# EXERCISE DESCRIPTION
Could you rewrite every one of the records below with "stadium" swapped for "arena" and nothing else changed?

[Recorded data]
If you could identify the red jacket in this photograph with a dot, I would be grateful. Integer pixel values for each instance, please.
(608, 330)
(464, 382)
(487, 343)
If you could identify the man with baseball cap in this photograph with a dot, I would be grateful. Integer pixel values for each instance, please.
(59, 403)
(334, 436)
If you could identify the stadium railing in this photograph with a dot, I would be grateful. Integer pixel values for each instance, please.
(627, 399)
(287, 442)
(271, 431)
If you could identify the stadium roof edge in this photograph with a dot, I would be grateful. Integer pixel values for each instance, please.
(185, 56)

# EXERCISE ANSWER
If you could identify the red jacket in this photograph with a dot, I would be grateful. Integer pixel values for each instance, please.
(608, 330)
(464, 382)
(487, 343)
If you could identify the man with baseball cap in this photograph with a dot, I would be grateful. Integer pixel values for each instance, please.
(59, 403)
(334, 436)
If you could identify the arena railing in this photograph with a dot, I would be grateful. Integer pixel values for each instance, please.
(627, 399)
(287, 442)
(271, 431)
If you could identify the arena roof edge in this photograph with a dot, I would be grateful. Integer pixel values for each instance, please.
(185, 56)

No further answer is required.